Recast all of the data below as a numbered list with one line per item, skipping blank lines and omitting the pictures.

Part of a data file:
------------------------------------------------------------

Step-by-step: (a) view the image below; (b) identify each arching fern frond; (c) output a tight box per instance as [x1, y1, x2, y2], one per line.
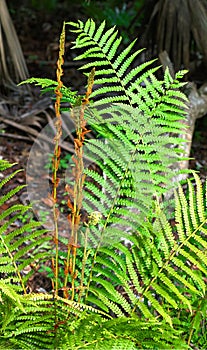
[68, 19, 158, 105]
[83, 104, 188, 244]
[88, 173, 207, 326]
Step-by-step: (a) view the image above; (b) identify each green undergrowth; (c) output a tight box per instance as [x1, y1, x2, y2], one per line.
[0, 20, 207, 350]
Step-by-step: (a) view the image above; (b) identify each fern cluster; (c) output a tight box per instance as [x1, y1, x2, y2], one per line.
[0, 20, 207, 350]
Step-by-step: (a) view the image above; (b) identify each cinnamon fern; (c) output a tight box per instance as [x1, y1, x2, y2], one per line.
[4, 19, 207, 350]
[87, 173, 207, 326]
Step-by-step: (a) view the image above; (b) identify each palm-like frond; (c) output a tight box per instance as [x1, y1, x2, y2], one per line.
[88, 174, 207, 325]
[68, 19, 158, 105]
[66, 19, 187, 241]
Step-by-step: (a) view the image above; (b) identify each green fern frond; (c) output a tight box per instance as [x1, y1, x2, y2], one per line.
[88, 173, 207, 326]
[0, 160, 50, 293]
[67, 19, 158, 105]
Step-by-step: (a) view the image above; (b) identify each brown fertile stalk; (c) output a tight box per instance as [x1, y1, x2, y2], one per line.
[64, 68, 95, 300]
[52, 23, 65, 297]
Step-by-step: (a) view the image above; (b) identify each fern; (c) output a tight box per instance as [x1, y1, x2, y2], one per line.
[64, 19, 187, 245]
[19, 78, 80, 105]
[6, 20, 207, 350]
[88, 173, 207, 326]
[0, 160, 49, 294]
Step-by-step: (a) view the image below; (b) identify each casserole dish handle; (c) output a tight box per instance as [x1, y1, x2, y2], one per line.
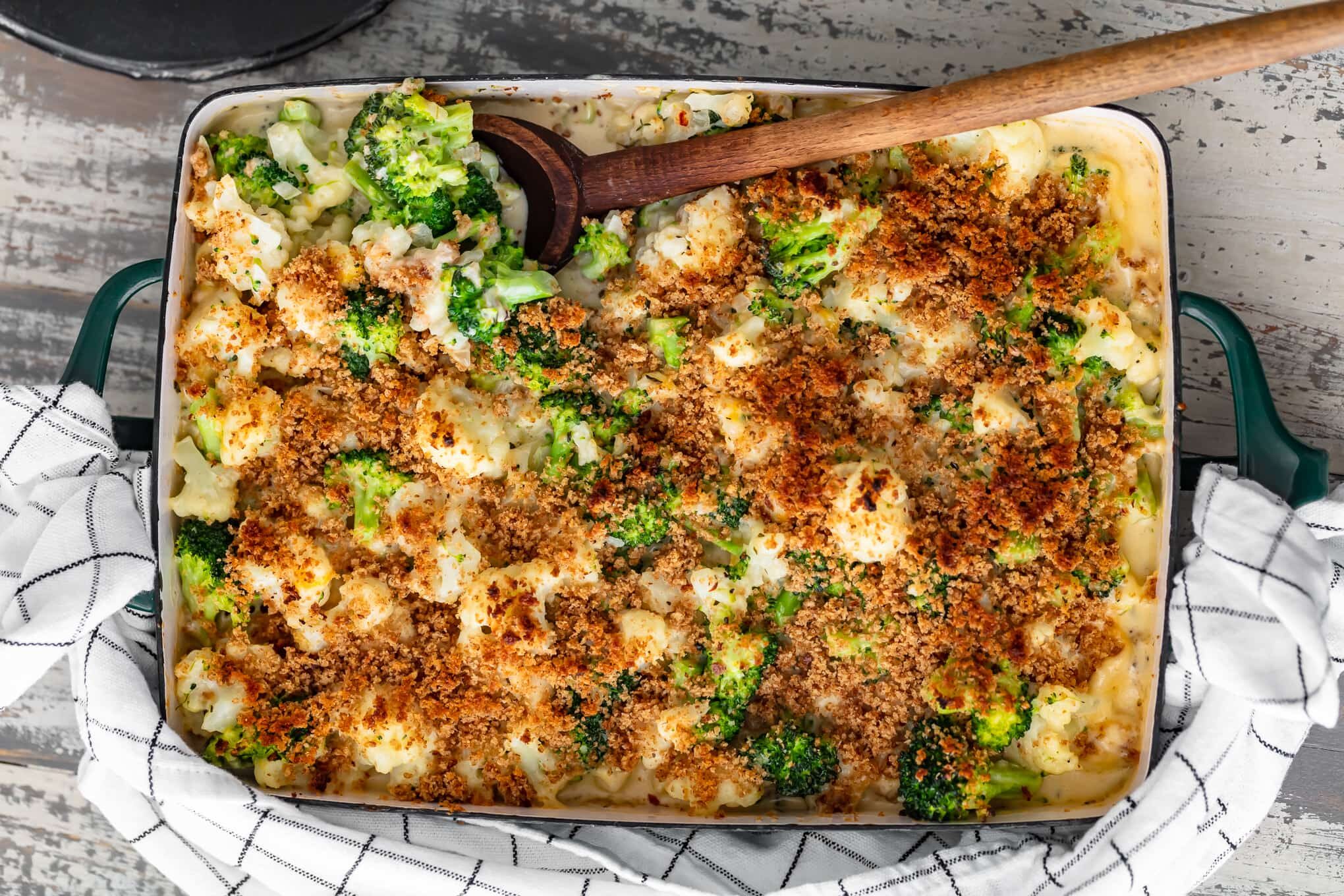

------------------------------------------------------------

#### [Answer to this exercise]
1. Step-by-step: (a) view the image below; (b) identify each arching fern frond; (c) output a tight box per instance as [x1, y1, x2, y2], one per line.
2. [68, 19, 158, 105]
3. [83, 104, 188, 244]
4. [88, 173, 207, 326]
5. Step-by-step: (a) view the image above; (b) identify each green undergrowth; (c) output a tight box per instance as [x1, y1, x2, y2], one per line.
6. [0, 20, 207, 350]
7. Step-by-step: (a) view the image above; (b) identify each fern cluster; (c) output a tight box per instance as [x1, y1, x2, y2], one per line.
8. [0, 20, 207, 350]
9. Step-by-step: (a) view the image above; (b) identify each cinnamon fern; (c) output a tight box per instance as [x1, y1, x2, y2], one per line.
10. [4, 19, 207, 350]
11. [87, 173, 207, 326]
12. Step-by-step: (a) view the image above; (b) identify each palm-like frond; (c) output a tight box per instance as [x1, y1, x2, y2], one per line.
13. [88, 174, 207, 325]
14. [68, 19, 158, 105]
15. [66, 19, 187, 241]
16. Step-by-step: (a) view the image above; (b) identify each green fern frond; (c) output a tight box per instance as [x1, y1, x2, y2], one per line.
17. [88, 173, 207, 326]
18. [0, 160, 50, 293]
19. [67, 19, 158, 105]
20. Step-by-step: (a) view the image above; (b) identify each brown fertile stalk; (c) output a tight box per instance as [x1, y1, x2, y2], one per line.
21. [64, 68, 95, 300]
22. [52, 23, 65, 297]
23. Step-by-step: (a) view the image above; (b) identify each fern; (c) output a tight box per instance as [x1, y1, x2, y2], one per line.
24. [64, 19, 187, 245]
25. [19, 78, 80, 105]
26. [6, 20, 207, 350]
27. [88, 173, 207, 326]
28. [0, 160, 49, 294]
29. Step-by-step: (a) view the image below; (b) identify each casserole dish handle; (c) output a tight box per instance as [x1, y1, x2, y2], one per line.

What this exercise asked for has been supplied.